Your task:
Reproduce, word for word, the portion of the Donald Davis biography that opens with the words "Early political career" and closes with the words "the general election.".

Reading passage:
Donald Gene Davis (born August 29, 1971) is an American educator and politician serving as the U.S. representative for North Carolina's 1st congressional district since 2023.

Davis represented the 5th district in the North Carolina Senate from 2013 to 2023. He was first elected to the post in 2008, representing Pitt, Wayne, and Greene counties. He was defeated for reelection in 2010, but ran and won a Senate seat for the newly redrawn 5th district in the 2012 election.

Early life and education

Davis was born in the town of Snow Hill. In 1989, he graduated from McArthur High School in Irving, Texas. He earned a Bachelor of Science in social sciences from the United States Air Force Academy. Davis earned a Master of Science in Administration degree with a concentration in general administration from Central Michigan University and a Master of Arts in sociology degree with a concentration in social issues in regional development from East Carolina University. He also earned a Doctor of Education in educational leadership with a concentration in higher education administration from East Carolina University. Davis has completed courses in the Commissioned Lay Minister Program through the New Hope Presbytery, Presbyterian Church United States of America.

Early political career
Elected mayor of Snow Hill in 2001, Davis also chaired North Carolina's 1st congressional district Democratic Party. He filed to run for the U.S. House of Representatives in the 1st district in 2004, but dropped out before the primary election.

In 2005, Davis was reelected as mayor. On October 1, 2007, he announced plans to file for the North Carolina Senate District 5 seat. Davis was one of six Democratic candidates to file for the seat held by retiring Senator John Kerr III. He received the most votes, 36%, in the May 6, 2008, primary election.

As Davis did not receive the 40% of the vote required to win the primary, he faced Kathy Taft in a runoff. On June 24, 2008, Davis won the Democratic nomination with 63% of the vote in the runoff. He faced North Carolina Representative Louis Pate, a Wayne County Republican, in the general election.

Data for review:
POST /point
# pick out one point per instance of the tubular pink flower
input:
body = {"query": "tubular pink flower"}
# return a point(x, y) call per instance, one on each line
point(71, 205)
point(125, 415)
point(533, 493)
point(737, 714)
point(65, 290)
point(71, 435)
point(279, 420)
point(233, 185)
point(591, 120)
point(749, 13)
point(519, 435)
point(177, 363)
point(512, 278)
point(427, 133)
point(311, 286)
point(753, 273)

Solution to this task:
Early political career
Elected mayor of Snow Hill in 2001, Davis also chaired North Carolina's 1st congressional district Democratic Party. He filed to run for the U.S. House of Representatives in the 1st district in 2004, but dropped out before the primary election.

In 2005, Davis was reelected as mayor. On October 1, 2007, he announced plans to file for the North Carolina Senate District 5 seat. Davis was one of six Democratic candidates to file for the seat held by retiring Senator John Kerr III. He received the most votes, 36%, in the May 6, 2008, primary election.

As Davis did not receive the 40% of the vote required to win the primary, he faced Kathy Taft in a runoff. On June 24, 2008, Davis won the Democratic nomination with 63% of the vote in the runoff. He faced North Carolina Representative Louis Pate, a Wayne County Republican, in the general election.